## Consigna
Transcribe sin cambios las líneas de los registros de abajo que van desde la que contiene "Locate every instance of the blue" hasta la que contiene "(1028, 635)", ambas incluidas.
====
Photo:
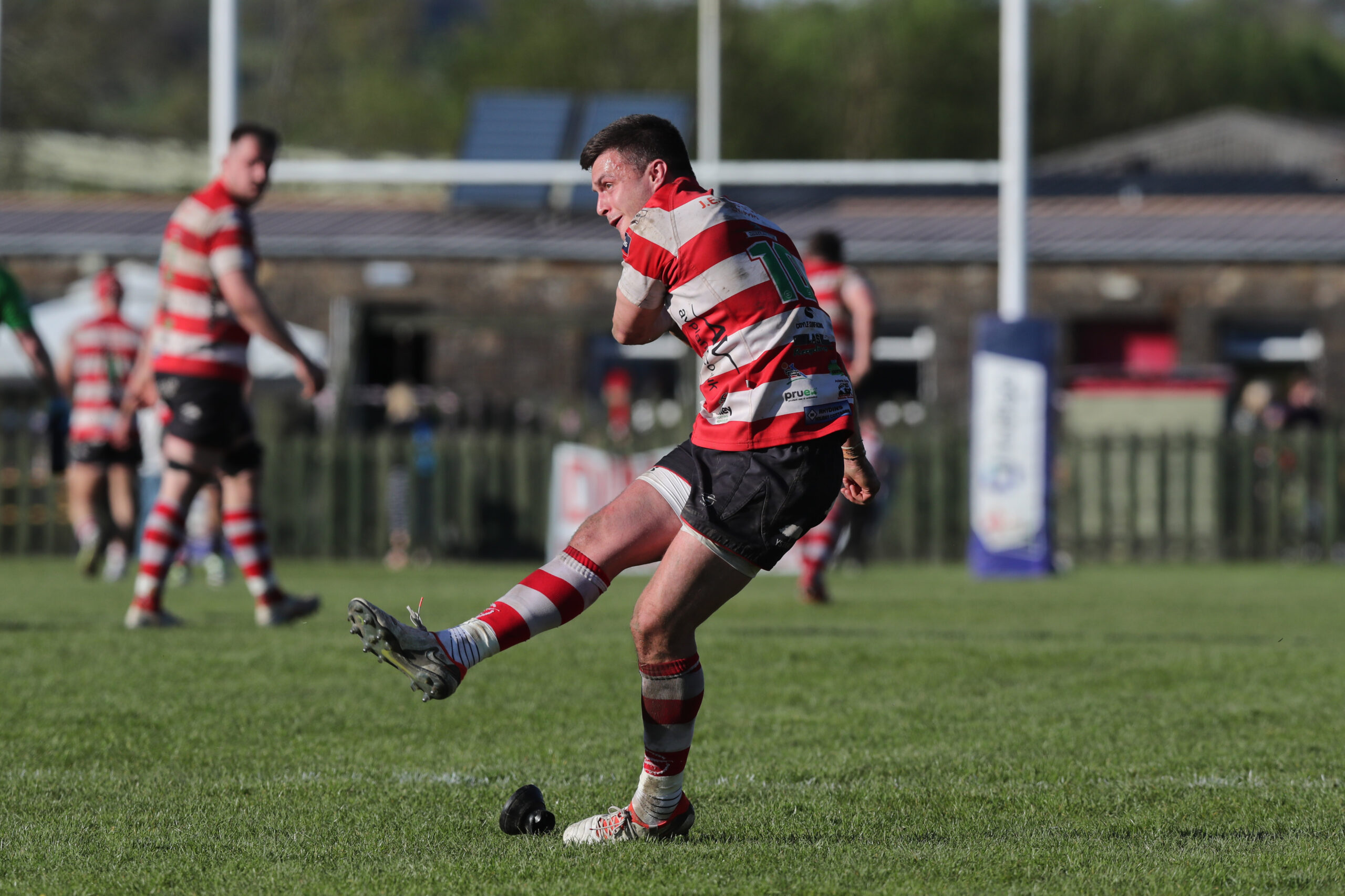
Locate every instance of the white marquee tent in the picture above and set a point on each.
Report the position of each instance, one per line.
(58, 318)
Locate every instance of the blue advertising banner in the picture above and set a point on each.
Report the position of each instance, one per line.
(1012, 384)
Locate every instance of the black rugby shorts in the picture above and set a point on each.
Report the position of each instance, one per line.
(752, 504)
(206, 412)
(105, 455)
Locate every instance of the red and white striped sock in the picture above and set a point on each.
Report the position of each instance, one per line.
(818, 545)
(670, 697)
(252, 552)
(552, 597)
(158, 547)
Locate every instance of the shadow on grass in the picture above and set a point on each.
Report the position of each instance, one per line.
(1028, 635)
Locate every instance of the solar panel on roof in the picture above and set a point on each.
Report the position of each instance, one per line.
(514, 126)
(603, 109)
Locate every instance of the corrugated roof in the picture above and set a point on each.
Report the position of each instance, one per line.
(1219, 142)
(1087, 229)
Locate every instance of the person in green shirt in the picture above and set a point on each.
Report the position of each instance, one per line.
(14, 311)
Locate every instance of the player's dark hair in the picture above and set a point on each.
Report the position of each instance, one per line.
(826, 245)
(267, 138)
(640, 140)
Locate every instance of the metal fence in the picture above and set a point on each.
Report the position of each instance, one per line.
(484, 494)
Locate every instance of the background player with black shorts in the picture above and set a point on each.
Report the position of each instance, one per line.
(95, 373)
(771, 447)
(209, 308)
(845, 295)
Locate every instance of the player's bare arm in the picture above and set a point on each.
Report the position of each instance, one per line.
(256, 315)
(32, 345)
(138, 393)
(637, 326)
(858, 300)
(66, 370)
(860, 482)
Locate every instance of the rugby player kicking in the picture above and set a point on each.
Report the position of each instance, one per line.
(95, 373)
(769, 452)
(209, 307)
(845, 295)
====
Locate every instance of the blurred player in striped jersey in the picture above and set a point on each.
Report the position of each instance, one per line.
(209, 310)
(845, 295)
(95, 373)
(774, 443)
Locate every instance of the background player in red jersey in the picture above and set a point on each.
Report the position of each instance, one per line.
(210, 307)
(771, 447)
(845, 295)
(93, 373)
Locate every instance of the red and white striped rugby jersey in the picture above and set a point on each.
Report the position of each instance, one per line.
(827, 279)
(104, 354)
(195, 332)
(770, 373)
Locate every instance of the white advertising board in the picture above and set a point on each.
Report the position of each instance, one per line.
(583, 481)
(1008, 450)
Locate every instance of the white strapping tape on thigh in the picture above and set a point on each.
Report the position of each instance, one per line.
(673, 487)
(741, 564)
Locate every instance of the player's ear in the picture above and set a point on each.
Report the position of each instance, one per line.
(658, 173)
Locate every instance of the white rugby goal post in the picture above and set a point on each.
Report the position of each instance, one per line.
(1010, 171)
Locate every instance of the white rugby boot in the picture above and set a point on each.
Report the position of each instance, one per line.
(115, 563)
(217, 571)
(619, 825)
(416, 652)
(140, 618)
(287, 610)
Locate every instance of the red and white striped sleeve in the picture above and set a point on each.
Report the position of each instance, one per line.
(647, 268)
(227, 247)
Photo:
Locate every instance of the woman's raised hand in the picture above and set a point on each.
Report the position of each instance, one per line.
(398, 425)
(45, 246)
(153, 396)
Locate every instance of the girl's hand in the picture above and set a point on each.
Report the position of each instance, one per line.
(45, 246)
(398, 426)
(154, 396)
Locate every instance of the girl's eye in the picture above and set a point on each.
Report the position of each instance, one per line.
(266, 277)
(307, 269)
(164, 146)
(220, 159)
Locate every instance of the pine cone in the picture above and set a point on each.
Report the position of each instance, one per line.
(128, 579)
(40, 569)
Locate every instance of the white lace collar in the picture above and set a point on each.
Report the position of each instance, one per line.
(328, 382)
====
## Resultado
Locate every instance of the blue advertising banner in the picture above and set a point on each.
Report the position of each instance, one per line.
(1012, 384)
Locate every instance of the black rugby shorts in the picture above and set a point on each.
Report the position of each instance, one per line.
(752, 504)
(206, 412)
(105, 455)
Locate every instance of the red and white striped sock in the picture above and set a point on each.
Report the position of each instance, one per line.
(818, 545)
(670, 697)
(252, 552)
(552, 597)
(158, 547)
Locate every instance of the shadow on grass in the picture above and set a point on each.
Report the position of each instance, one per line.
(1028, 635)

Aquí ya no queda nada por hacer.